◆ **Passage provided**
* start *
He handed over newspapers that subscribers had requested and stopped to chat with a middle-aged couple in front of the store.
“Vorskla is like a statue, a monument. We’ve been reading it since we were children,” Natalya, a nurse, said. “We buy every issue so that one day we can show our children and grandchildren what the war was like.”
As he drove Oleksii took photos and videos of local buildings. He publishes the footage on Vorskla’s website. This is one of the newspaper’s most popular services. It is how those who have fled find out whether their houses are still standing.
Finally, he turned towards the bombed-out editorial office to check if everything was in order. The post office next door had been hit, the middle of the three-story building – like the internal organs of a huge animal – spread out on the asphalt.
The blast also blew out the windows of Vorskla’s office in the neighboring building. Yellowing papers and glass shards littered the floor of the former editorial office, and the icy wind made the curtains dance.
* end *
◆ **Data provided**
* start *
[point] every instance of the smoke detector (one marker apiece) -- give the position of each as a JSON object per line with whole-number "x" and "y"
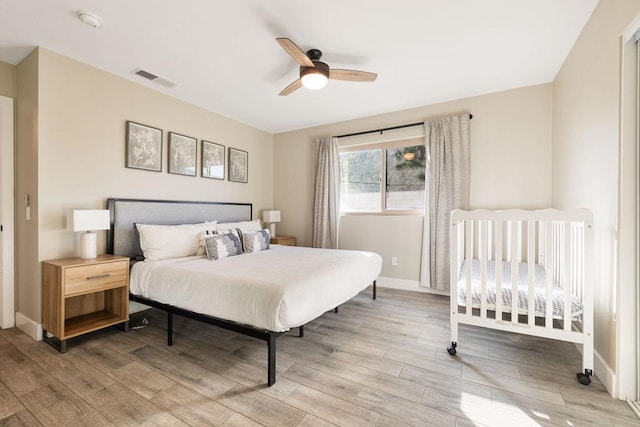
* end *
◆ **Challenges**
- 1) According to the report on the Vorskla newspaper, why is the footage Oleksii posts on Vorskla's website one of its most popular services? Answer in one to three sentences.
- 2) In the report on the Vorskla newspaper, what building next door to the editorial office had been hit?
- 3) Continue the report on the Vorskla newspaper, starting after its final sentence.

◆ **Responses for each task**
- 1) The footage is popular because people who have fled use it to learn whether their houses are still standing.

- 2) The post office.

- 3)
Until 2014, Vorskla published articles in a mix of Ukrainian and Russian, and it was up to the author which language they published in. This gradually changed after the occupation of Crimea and the eastern Ukrainian territories, and now they write exclusively in Ukrainian.
“There will be no more Russian. We cut that off,” Oleksii said. “We used to go to Russia for petrol, and they used to come to the market for food.”
“Some went to school here, some got married there. When the invasion broke out, we still got phone calls from them. They warned us to be careful.”
But then, Oleksii said, the Russians started calling their former friends and neighbours ‘Ukronazis’ and ‘Banderites’. (Stepan Bandera was a World War 2 nationalist Ukraine leader who Russia regards as a fascist.)
“We grew up together, we are not Banderites,” Oleksii said. “We still have Russian visitors on the paper’s website. But now they say we are making everything up”.
If anyone opts for a paid subscription to my substack after reading this story the proceeds will go to Boldizsar, who is trying to make ends meet as a young freelance journalist based in Kharkiv.
If you opt for a founding member subscription everything above $50 will go to supporting Vorskla.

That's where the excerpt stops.